Task goal
Please answer from the letter on maternity care leaflets: in what year was the evidence base of the leaflets updated?

Competing interests: No competing interests
evidence based leaflets in maternity care: design certainly does matter
We are in complete agreement with the points raised by Andrew
Herxheimer (1) regarding R&D processes involved in producing
information leaflets for use by NHS service users and providers. I am
confident, however that the leaflets we evaluated exceed both requirements
and expectations over a range of quality assurance and design indicators.
Sadly, as our research findings demonstrate, (2) despite using high
quality information and employing information technologists and graphic
designers in the production of these leaflets, they proved insufficient to
challenge the organizational barriers and cultural inertia in the
maternity services. The ten pairs of MIDIRS Informed Choice leaflets met
the following R&D criteria:
· The 10 leaflets, covering discrete topics on which childbearing
women would be expected to make decisions(3), were produced in pairs. One
leaflet was designed for use by childbearing women and the other for use
by the health professional providing maternity care. The women’s version
presents information in a clear and easy-to-read style whilst the health
professional’s version contains more detailed information and is fully
referenced. It was intended that the latter version would be made
available to women who wanted more detailed information.
· The leaflets were not intended solely for client use but also to bring
health professionals up to date with the best scientific evidence.
· The leaflets were not intended simply to be used as an authoritative
source of information; they were also intended to empower childbearing
women to challenge health professionals who were not offering evidence
based care
· The leaflets were awarded the Crystal kitemark award for English
· The leaflets received approval from the Royal Society for the Blind for
layout and design
· Consumer groups and other relevant organizations were involved in all
aspects of the R&D process
· The R&D process was a multi-professional enterprise and sought
contributions from health professionals likely to be most involved in
decision-making in relation to specific leaflet topics. They included
midwives, obstetricians, obstetric anesthetists and ultrasonographers.
· The leaflets underwent extensive piloting
· The leaflets were peer reviewed by a panel of international experts
· The evidence base of the leaflets was updated in 1999
More information about the Informed Choice leaflets, including plans
to expand the range of topics, is available on the MIDIRS website:
www.midirs.org
1.Evidence based leaflets in maternity care: their design matters
Andrew Herxheimer BMJ e-correspndence: 3 April 2002
2. Stapleton H, Kirkham M & Thomas G Qualitative Study of
evidence based leaflets in Maternity care BMJ 2002;324;639-
3. The Informed Choice leaflet topics: Support in Labour, Fetal heart
rate monitoring in labour, Ultrasound screening in the first half of
pregnancy, Alcohol and pregnancy, Positions in labour and delivery,
Epidurals for pain relief in labour, Breastfeeding or bottle feeding -
helping women to choose, Antenatal screening for congenital abnormalities,
Breech presentation, Place of Birth.

Provided records
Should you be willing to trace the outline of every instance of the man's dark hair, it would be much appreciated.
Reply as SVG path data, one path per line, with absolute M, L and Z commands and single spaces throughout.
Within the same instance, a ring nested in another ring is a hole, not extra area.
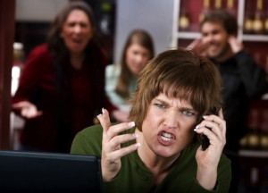
M 237 19 L 224 10 L 214 10 L 206 13 L 200 23 L 200 29 L 205 22 L 221 23 L 228 34 L 237 36 L 238 21 Z

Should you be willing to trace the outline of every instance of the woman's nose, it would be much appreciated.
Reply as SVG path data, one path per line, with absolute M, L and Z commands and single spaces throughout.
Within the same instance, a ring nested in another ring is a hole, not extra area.
M 168 128 L 176 128 L 178 127 L 178 118 L 176 111 L 168 111 L 165 116 L 164 126 Z
M 81 31 L 81 27 L 80 25 L 76 25 L 73 29 L 74 32 L 80 33 Z

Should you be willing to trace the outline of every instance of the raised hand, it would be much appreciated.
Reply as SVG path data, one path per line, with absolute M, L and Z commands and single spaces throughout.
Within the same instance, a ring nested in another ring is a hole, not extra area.
M 43 113 L 38 111 L 37 106 L 29 101 L 22 101 L 12 105 L 12 108 L 21 111 L 21 115 L 27 119 L 33 119 L 40 116 Z
M 103 109 L 102 114 L 97 115 L 97 119 L 103 127 L 101 158 L 103 180 L 110 181 L 121 170 L 121 157 L 136 151 L 140 145 L 135 143 L 129 147 L 121 147 L 121 143 L 137 138 L 136 133 L 118 135 L 120 132 L 133 128 L 135 126 L 133 122 L 112 125 L 109 113 L 105 109 Z
M 226 144 L 226 122 L 223 120 L 222 110 L 219 114 L 207 115 L 197 126 L 195 131 L 204 133 L 209 138 L 210 146 L 203 151 L 200 147 L 196 154 L 197 163 L 197 180 L 201 186 L 213 189 L 217 180 L 217 168 Z M 206 127 L 211 128 L 211 130 Z

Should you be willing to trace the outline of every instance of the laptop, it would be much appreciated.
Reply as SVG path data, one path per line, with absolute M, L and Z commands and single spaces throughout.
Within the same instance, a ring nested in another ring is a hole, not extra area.
M 0 192 L 103 192 L 100 159 L 1 150 Z

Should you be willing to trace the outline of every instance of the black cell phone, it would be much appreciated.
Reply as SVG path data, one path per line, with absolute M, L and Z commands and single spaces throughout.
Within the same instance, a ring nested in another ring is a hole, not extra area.
M 218 113 L 218 110 L 216 107 L 213 108 L 211 113 L 213 114 L 217 114 Z M 203 121 L 204 119 L 202 118 L 201 122 Z M 211 130 L 209 127 L 206 127 L 208 130 Z M 209 139 L 208 138 L 206 137 L 206 135 L 204 135 L 203 133 L 199 134 L 199 138 L 200 138 L 200 140 L 201 140 L 201 147 L 202 147 L 202 150 L 205 151 L 210 145 L 209 143 Z

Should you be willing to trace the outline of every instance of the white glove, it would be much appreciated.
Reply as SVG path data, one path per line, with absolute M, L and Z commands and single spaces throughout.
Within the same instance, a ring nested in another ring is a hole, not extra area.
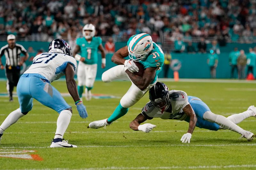
M 132 60 L 126 60 L 124 61 L 124 66 L 130 72 L 138 72 L 139 68 Z
M 182 141 L 182 143 L 187 143 L 188 142 L 189 144 L 190 143 L 190 139 L 191 139 L 191 137 L 192 135 L 190 133 L 185 133 L 181 137 L 180 139 L 180 141 Z
M 76 59 L 77 61 L 80 61 L 81 57 L 82 57 L 82 56 L 78 54 L 77 54 L 75 56 L 75 59 Z
M 151 123 L 145 123 L 138 126 L 138 130 L 146 133 L 148 133 L 153 129 L 153 128 L 156 127 L 156 125 Z

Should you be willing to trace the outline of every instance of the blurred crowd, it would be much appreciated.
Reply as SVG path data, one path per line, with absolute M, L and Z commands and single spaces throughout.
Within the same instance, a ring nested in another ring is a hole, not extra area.
M 167 44 L 189 44 L 195 37 L 214 38 L 220 45 L 250 43 L 256 41 L 256 4 L 255 0 L 2 0 L 0 36 L 74 40 L 91 23 L 97 35 L 114 41 L 145 32 Z

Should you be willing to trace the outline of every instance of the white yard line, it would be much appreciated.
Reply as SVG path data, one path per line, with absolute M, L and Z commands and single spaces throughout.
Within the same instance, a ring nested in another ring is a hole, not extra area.
M 148 166 L 141 166 L 134 167 L 125 166 L 111 166 L 103 167 L 101 168 L 89 168 L 81 169 L 69 168 L 45 168 L 45 169 L 20 169 L 23 170 L 123 170 L 123 169 L 222 169 L 234 168 L 250 168 L 256 167 L 256 165 L 200 165 L 199 166 L 159 166 L 156 167 L 150 167 Z M 16 169 L 16 170 L 17 169 Z
M 205 146 L 205 147 L 216 147 L 216 146 L 256 146 L 256 144 L 245 144 L 244 143 L 234 144 L 172 144 L 163 145 L 109 145 L 103 146 L 99 145 L 78 145 L 78 148 L 128 148 L 128 147 L 174 147 L 174 146 Z M 49 146 L 38 147 L 38 146 L 24 146 L 14 147 L 14 146 L 4 147 L 1 148 L 2 149 L 43 149 L 50 148 Z
M 154 130 L 151 131 L 150 133 L 168 133 L 168 132 L 185 132 L 187 130 Z M 194 131 L 196 132 L 209 132 L 216 131 L 214 131 L 210 130 L 196 130 Z M 222 132 L 231 132 L 232 131 L 228 130 L 222 130 Z M 44 134 L 44 133 L 54 133 L 55 132 L 7 132 L 4 133 L 4 134 Z M 93 130 L 93 131 L 89 131 L 86 132 L 77 132 L 77 131 L 70 131 L 66 132 L 65 133 L 143 133 L 142 132 L 138 132 L 137 131 L 96 131 Z

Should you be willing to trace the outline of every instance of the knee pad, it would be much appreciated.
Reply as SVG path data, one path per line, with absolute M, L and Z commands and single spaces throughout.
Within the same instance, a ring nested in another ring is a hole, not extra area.
M 109 80 L 109 78 L 108 78 L 108 73 L 106 73 L 106 71 L 103 73 L 102 74 L 101 79 L 102 81 L 105 83 L 109 83 L 111 81 Z
M 204 119 L 211 122 L 215 122 L 218 117 L 218 115 L 213 113 L 212 112 L 206 112 L 203 116 Z

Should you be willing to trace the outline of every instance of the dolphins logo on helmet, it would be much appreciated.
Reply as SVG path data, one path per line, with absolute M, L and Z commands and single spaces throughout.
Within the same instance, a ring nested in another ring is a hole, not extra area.
M 143 60 L 153 48 L 152 38 L 149 34 L 141 33 L 136 35 L 128 46 L 129 57 L 136 61 Z

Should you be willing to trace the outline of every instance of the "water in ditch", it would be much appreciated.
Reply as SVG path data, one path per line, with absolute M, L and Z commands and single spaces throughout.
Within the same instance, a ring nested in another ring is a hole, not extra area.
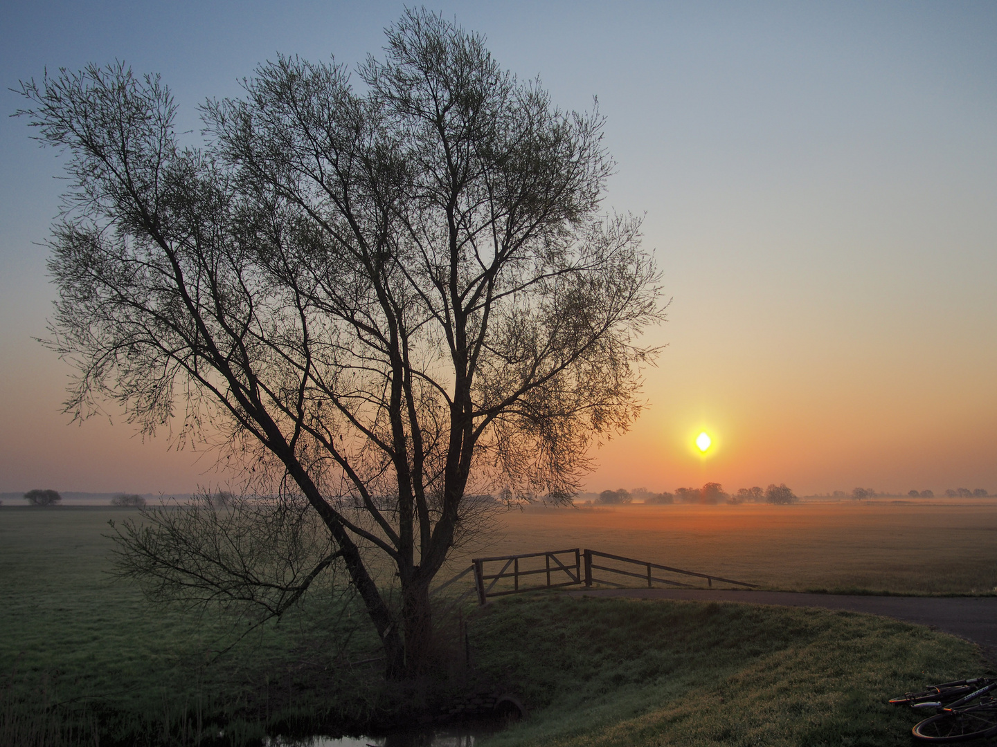
M 507 721 L 485 719 L 443 726 L 414 727 L 379 736 L 281 739 L 267 742 L 267 747 L 474 747 L 485 737 L 501 731 Z

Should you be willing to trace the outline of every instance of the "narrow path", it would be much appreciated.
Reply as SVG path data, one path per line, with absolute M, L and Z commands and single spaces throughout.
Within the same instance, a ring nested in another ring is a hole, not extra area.
M 652 600 L 740 602 L 746 605 L 822 607 L 882 615 L 905 622 L 929 625 L 979 643 L 997 665 L 997 597 L 866 597 L 795 592 L 721 591 L 698 589 L 598 589 L 571 591 L 572 596 L 633 597 Z

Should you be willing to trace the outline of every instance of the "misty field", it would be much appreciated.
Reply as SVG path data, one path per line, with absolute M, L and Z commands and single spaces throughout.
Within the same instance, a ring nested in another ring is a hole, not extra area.
M 471 557 L 570 547 L 765 588 L 997 592 L 997 499 L 583 506 L 511 511 Z
M 588 547 L 771 588 L 992 593 L 995 509 L 531 509 L 499 516 L 452 566 Z M 94 744 L 99 729 L 101 744 L 206 743 L 219 731 L 222 743 L 259 744 L 264 729 L 398 717 L 362 613 L 306 605 L 216 658 L 237 638 L 231 621 L 150 607 L 106 573 L 108 519 L 128 516 L 0 508 L 0 742 Z M 965 641 L 848 613 L 556 594 L 467 613 L 476 667 L 535 709 L 495 738 L 502 745 L 905 744 L 912 714 L 884 696 L 985 666 Z

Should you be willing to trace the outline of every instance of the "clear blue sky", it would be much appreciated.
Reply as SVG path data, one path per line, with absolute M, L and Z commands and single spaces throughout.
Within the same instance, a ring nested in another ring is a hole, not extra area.
M 428 7 L 561 107 L 597 95 L 618 162 L 607 207 L 646 213 L 669 347 L 649 410 L 599 452 L 590 488 L 997 491 L 997 4 Z M 15 87 L 125 60 L 162 73 L 196 130 L 199 102 L 237 95 L 278 51 L 360 62 L 402 9 L 5 4 L 0 71 Z M 70 370 L 32 341 L 61 164 L 28 135 L 0 118 L 0 491 L 221 479 L 210 455 L 143 444 L 120 417 L 65 424 Z M 715 436 L 706 462 L 690 448 L 700 428 Z

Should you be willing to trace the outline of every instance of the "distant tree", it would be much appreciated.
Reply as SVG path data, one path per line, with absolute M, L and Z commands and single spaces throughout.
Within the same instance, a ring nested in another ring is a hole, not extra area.
M 214 493 L 208 493 L 207 499 L 215 508 L 225 508 L 232 503 L 235 497 L 227 490 L 218 490 Z
M 789 503 L 796 503 L 800 499 L 794 495 L 790 488 L 786 487 L 786 483 L 784 482 L 782 485 L 772 484 L 766 488 L 765 500 L 777 505 L 787 505 Z
M 681 503 L 699 503 L 699 488 L 675 488 L 675 497 Z
M 142 508 L 146 505 L 146 499 L 138 493 L 119 493 L 111 499 L 111 505 L 124 508 Z
M 699 489 L 699 502 L 706 504 L 716 504 L 726 501 L 730 496 L 724 492 L 724 486 L 719 482 L 708 482 Z
M 57 490 L 29 490 L 24 494 L 24 500 L 32 506 L 54 506 L 62 500 Z
M 649 505 L 665 505 L 675 502 L 675 496 L 665 491 L 663 493 L 648 493 L 644 503 Z
M 633 499 L 630 497 L 630 491 L 620 488 L 619 490 L 603 490 L 599 493 L 599 498 L 596 502 L 603 504 L 620 504 L 629 503 L 631 500 Z

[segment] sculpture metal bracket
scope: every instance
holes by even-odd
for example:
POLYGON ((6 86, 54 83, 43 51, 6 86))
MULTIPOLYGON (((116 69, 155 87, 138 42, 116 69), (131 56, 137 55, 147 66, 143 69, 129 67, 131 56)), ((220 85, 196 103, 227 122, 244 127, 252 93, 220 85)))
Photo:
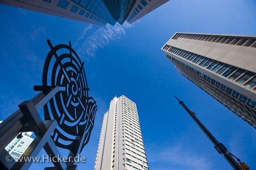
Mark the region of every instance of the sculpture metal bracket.
MULTIPOLYGON (((44 63, 42 86, 34 89, 42 91, 30 101, 19 105, 20 109, 0 124, 0 166, 5 169, 27 169, 32 162, 7 162, 9 154, 4 149, 19 133, 31 131, 37 137, 21 155, 36 156, 43 147, 53 159, 60 155, 56 147, 70 150, 74 159, 88 143, 97 107, 89 96, 84 63, 69 45, 50 47, 44 63), (38 111, 43 107, 45 121, 38 111)), ((53 160, 52 160, 53 161, 53 160)), ((75 169, 72 159, 69 162, 52 161, 55 167, 48 169, 75 169)))

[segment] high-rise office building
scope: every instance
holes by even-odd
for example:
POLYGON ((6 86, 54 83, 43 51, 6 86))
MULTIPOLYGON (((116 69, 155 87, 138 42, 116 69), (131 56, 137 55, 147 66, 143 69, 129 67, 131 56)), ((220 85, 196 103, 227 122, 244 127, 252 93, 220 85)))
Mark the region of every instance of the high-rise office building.
POLYGON ((148 169, 136 105, 124 95, 104 115, 94 169, 148 169))
MULTIPOLYGON (((0 120, 0 123, 3 121, 0 120)), ((16 136, 4 148, 9 154, 16 161, 25 152, 34 139, 30 136, 33 133, 32 132, 23 132, 20 138, 16 136)))
POLYGON ((127 21, 130 23, 132 23, 168 1, 169 0, 136 1, 127 17, 127 21))
POLYGON ((92 24, 116 22, 101 0, 0 0, 0 3, 92 24))
POLYGON ((168 0, 0 0, 0 3, 93 24, 131 23, 168 0))
POLYGON ((256 37, 176 33, 162 50, 181 74, 256 128, 256 37))

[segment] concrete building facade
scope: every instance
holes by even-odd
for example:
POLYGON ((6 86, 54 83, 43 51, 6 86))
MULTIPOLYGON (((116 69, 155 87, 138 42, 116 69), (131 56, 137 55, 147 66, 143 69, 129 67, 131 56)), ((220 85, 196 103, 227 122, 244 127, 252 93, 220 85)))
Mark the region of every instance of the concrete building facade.
POLYGON ((98 25, 131 23, 168 0, 0 0, 0 3, 98 25))
POLYGON ((256 128, 256 37, 176 33, 161 49, 181 74, 256 128))
POLYGON ((94 169, 148 169, 136 105, 124 95, 104 114, 94 169))

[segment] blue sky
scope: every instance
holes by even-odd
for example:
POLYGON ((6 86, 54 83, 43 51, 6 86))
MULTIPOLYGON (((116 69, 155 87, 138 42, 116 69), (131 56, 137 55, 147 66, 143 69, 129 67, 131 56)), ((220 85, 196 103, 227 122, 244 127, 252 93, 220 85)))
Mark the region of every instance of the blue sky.
POLYGON ((256 169, 255 129, 180 75, 160 50, 176 32, 255 35, 255 9, 253 0, 173 0, 132 25, 101 27, 0 5, 0 120, 37 94, 33 87, 42 83, 46 39, 53 45, 71 40, 98 107, 82 153, 87 161, 78 169, 93 169, 103 115, 113 97, 123 94, 137 104, 150 169, 231 169, 174 95, 256 169))

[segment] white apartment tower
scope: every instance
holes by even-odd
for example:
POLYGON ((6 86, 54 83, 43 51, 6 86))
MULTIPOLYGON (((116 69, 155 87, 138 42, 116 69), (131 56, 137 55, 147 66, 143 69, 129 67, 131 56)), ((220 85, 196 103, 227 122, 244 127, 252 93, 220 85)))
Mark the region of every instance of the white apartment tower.
POLYGON ((256 128, 256 37, 176 33, 162 50, 181 74, 256 128))
POLYGON ((104 115, 94 169, 148 169, 136 104, 124 95, 104 115))

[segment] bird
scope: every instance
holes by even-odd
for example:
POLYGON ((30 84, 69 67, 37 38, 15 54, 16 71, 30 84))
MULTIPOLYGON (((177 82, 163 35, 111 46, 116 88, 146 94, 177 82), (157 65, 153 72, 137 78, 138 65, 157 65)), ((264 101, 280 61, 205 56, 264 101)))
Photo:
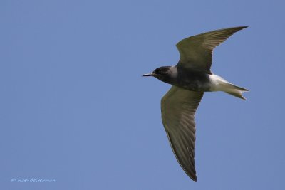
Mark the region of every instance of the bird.
POLYGON ((197 182, 195 115, 204 92, 223 91, 246 100, 247 89, 235 85, 211 71, 214 48, 233 33, 247 28, 215 30, 185 38, 176 44, 178 63, 162 66, 142 76, 172 85, 161 99, 161 117, 172 152, 184 171, 197 182))

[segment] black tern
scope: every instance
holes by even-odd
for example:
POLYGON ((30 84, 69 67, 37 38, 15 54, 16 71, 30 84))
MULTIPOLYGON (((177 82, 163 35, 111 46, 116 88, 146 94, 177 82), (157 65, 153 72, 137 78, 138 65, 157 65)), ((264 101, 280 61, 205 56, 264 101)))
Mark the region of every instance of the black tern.
POLYGON ((142 75, 172 85, 161 99, 162 123, 176 159, 195 181, 195 115, 204 92, 223 91, 246 100, 242 93, 249 91, 211 72, 213 49, 247 27, 220 29, 185 38, 176 44, 180 55, 176 65, 160 67, 142 75))

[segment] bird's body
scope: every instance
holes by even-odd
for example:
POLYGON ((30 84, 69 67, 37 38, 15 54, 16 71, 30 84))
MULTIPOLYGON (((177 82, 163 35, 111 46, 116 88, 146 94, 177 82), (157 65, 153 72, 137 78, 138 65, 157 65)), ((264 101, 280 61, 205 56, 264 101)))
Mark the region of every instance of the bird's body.
POLYGON ((172 85, 161 100, 162 123, 173 152, 186 174, 197 181, 195 168, 195 113, 204 92, 224 91, 245 100, 247 89, 234 85, 210 70, 215 46, 245 26, 194 36, 177 44, 178 64, 163 66, 143 76, 154 76, 172 85))

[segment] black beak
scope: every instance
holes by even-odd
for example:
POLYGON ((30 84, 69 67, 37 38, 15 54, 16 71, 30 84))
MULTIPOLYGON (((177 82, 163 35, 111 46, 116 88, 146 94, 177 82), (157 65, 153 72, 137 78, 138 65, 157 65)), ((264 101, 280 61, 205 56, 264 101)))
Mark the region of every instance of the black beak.
POLYGON ((153 76, 152 73, 148 73, 148 74, 145 74, 142 75, 142 77, 150 77, 150 76, 153 76))

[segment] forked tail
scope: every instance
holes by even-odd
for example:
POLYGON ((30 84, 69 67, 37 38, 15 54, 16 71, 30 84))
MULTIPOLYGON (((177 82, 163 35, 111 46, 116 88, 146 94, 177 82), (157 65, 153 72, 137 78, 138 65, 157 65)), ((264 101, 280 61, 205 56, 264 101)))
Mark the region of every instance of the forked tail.
POLYGON ((242 96, 242 93, 249 91, 249 90, 241 88, 239 86, 234 85, 231 83, 227 83, 224 85, 227 85, 224 90, 225 93, 234 95, 235 97, 242 98, 243 100, 247 100, 244 97, 242 96))
POLYGON ((235 97, 247 100, 242 96, 242 93, 249 90, 233 85, 216 75, 210 75, 209 79, 212 84, 210 91, 224 91, 235 97))

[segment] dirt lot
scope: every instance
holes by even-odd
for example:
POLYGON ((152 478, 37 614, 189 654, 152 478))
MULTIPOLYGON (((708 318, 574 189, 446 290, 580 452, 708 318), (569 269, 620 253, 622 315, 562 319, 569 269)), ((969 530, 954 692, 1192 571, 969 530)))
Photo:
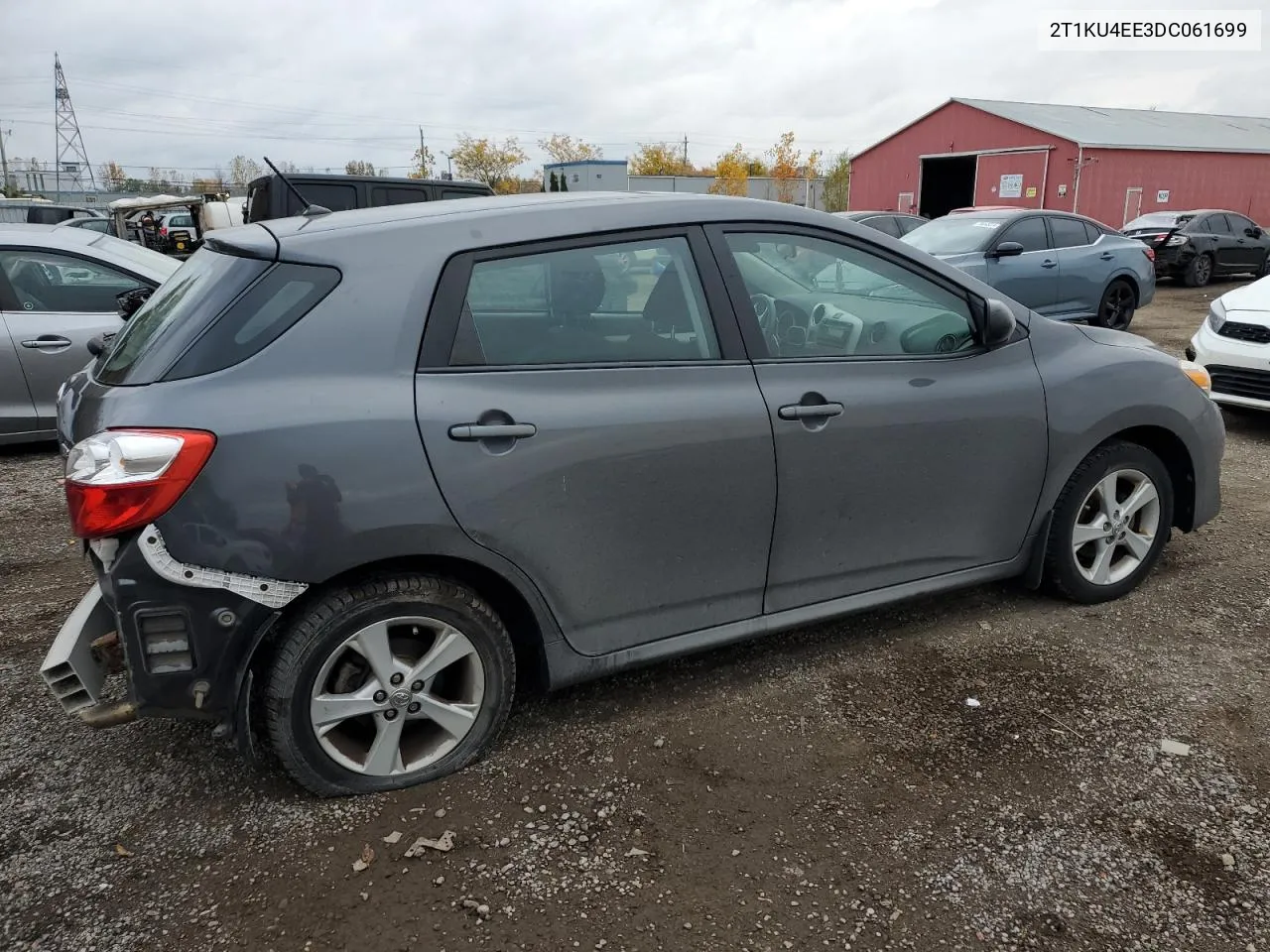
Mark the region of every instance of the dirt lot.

Response area
1999